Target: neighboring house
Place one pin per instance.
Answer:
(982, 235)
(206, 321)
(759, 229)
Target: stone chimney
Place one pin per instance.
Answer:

• _Given exercise_
Copy out the listing above, switching each "pin" to "marker" and keeping every other word the same.

• _Worked solution_
Target: neighboring house
Place one marker per instance.
Answer:
(982, 235)
(206, 321)
(759, 229)
Target: stone chimney
Place one marker per instance.
Answer:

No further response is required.